● **Zu lesender Auszug**:
☆ ☆ ☆ ☆ ☆ ☆ ☆

Die nordrhein-westfälische Landesregierung hat am Montag einen Masterplan zur Geothermie vorgelegt. Hier ein Bohrplatz für Tiefengeothermie in Potsdam.

Der Wärmemarkt in Deutschland verursacht rund 40 Prozent der energiebedingten CO2-Emissionen. Um das zu ändern, will NRW verstärkt auf Geothermie setzen.

Das ist mal eine Ansage. Bis 2045 plant die NRW-Landesregierung 20 Prozent des Wärmebedarfs in Nordrhein-Westfalen mit Erdwärme zu decken. Wirtschafts- und Klimaschutzministerin Mona Neubaur (Grüne) hat am Montag eine Strategie vorgelegt, wie das Land die Erschließung des Erdwärme-Potenzials in den kommenden Jahren vorantreiben will.

☆ ☆ ☆ ☆ ☆ ☆ ☆

● **Aufgabenstellung**:
a - Gib den Auszug zur Geothermie zwischen „Der Wärmemarkt in“ und „Jahren vorantreiben will.“ einschließlich wieder und tausche dabei „Wärmebedarfs“ gegen „Strombedarfs“ aus.
b - Beantworte anhand des Auszugs zur Geothermie:
(i) Welchen Anteil der energiebedingten CO2-Emissionen verursacht der Wärmemarkt in Deutschland?
(ii) Bis zu welchem Jahr will die NRW-Landesregierung 20 Prozent des Wärmebedarfs mit Erdwärme decken?
(iii) In welcher Stadt liegt der erwähnte Bohrplatz für Tiefengeothermie?
c - Nenne alle geografischen Namen (Staat, Bundesland, Stadt), die im Auszug zur Geothermie vorkommen. Zähle jeden Ort nur einmal.
Stütze dich allein auf den Auszug zur Geothermie.

● **Gespeicherte Datensätze**:
☆ ☆ ☆ ☆ ☆ ☆ ☆

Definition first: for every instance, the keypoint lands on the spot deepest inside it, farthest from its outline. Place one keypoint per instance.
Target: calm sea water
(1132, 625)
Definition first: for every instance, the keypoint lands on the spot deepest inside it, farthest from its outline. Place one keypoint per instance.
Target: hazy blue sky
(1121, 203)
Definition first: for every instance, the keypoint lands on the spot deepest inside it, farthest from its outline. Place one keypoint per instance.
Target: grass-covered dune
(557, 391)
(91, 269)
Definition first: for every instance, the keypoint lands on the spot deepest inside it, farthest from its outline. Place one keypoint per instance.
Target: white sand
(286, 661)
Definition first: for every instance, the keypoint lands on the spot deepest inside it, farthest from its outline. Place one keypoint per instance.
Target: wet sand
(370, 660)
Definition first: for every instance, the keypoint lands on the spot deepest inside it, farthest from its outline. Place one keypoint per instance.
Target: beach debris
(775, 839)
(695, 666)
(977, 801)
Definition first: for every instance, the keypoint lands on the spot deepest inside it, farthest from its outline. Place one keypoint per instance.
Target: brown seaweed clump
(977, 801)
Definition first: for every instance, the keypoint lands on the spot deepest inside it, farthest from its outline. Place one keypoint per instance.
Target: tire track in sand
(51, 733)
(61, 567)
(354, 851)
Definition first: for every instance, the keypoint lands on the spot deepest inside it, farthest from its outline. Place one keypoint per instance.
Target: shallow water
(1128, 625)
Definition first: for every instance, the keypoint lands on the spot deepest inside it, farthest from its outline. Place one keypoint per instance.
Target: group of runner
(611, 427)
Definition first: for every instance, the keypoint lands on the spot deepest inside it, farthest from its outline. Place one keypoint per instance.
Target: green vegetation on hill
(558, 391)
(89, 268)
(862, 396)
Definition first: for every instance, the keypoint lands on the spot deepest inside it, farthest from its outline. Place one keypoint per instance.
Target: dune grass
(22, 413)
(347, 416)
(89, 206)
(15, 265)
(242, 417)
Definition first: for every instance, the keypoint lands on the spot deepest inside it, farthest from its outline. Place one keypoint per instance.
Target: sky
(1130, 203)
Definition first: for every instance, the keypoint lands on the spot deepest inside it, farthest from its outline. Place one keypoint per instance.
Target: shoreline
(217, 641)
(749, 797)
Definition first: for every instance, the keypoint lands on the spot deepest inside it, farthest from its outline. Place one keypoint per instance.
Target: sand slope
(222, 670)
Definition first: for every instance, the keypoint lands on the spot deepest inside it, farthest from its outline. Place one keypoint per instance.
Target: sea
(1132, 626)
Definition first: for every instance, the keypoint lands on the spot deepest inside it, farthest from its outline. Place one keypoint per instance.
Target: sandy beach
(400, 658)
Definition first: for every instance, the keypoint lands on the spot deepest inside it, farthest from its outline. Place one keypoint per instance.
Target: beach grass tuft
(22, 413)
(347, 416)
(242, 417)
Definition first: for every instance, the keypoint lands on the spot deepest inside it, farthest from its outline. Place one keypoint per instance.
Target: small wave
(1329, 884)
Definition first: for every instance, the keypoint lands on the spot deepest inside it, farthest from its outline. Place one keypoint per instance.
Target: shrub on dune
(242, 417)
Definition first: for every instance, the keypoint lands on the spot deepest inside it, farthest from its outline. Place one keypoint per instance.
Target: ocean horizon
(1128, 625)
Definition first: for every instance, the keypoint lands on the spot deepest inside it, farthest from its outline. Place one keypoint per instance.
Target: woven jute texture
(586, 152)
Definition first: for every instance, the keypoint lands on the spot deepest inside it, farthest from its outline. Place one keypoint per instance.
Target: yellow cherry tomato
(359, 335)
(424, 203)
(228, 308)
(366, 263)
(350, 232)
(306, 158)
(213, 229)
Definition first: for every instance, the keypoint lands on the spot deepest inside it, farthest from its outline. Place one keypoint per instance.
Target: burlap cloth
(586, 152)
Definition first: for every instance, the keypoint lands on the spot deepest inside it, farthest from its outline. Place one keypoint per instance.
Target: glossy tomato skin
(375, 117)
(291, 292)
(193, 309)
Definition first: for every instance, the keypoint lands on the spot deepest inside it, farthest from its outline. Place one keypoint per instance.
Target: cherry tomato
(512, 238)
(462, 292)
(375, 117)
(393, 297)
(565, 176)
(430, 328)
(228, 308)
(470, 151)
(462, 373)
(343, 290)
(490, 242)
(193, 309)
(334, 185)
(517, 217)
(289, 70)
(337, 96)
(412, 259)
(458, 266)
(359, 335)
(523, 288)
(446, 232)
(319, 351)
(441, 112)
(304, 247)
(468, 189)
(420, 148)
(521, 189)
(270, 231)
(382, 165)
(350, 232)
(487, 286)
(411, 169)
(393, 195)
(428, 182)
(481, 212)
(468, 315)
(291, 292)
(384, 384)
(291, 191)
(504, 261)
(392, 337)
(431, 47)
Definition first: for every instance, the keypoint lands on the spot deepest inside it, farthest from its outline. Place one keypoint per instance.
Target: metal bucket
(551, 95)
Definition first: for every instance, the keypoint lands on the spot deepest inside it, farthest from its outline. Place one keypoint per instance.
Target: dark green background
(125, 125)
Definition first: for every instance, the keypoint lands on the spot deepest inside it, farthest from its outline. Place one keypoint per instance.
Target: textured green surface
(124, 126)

☆ ☆ ☆ ☆ ☆ ☆ ☆

● **Lösungen**:
a -
Der Wärmemarkt in Deutschland verursacht rund 40 Prozent der energiebedingten CO2-Emissionen. Um das zu ändern, will NRW verstärkt auf Geothermie setzen.

Das ist mal eine Ansage. Bis 2045 plant die NRW-Landesregierung 20 Prozent des Strombedarfs in Nordrhein-Westfalen mit Erdwärme zu decken. Wirtschafts- und Klimaschutzministerin Mona Neubaur (Grüne) hat am Montag eine Strategie vorgelegt, wie das Land die Erschließung des Erdwärme-Potenzials in den kommenden Jahren vorantreiben will.

b -
(i) Rund 40 Prozent.
(ii) Bis 2045.
(iii) In Potsdam.

c - Deutschland, Nordrhein-Westfalen (NRW), Potsdam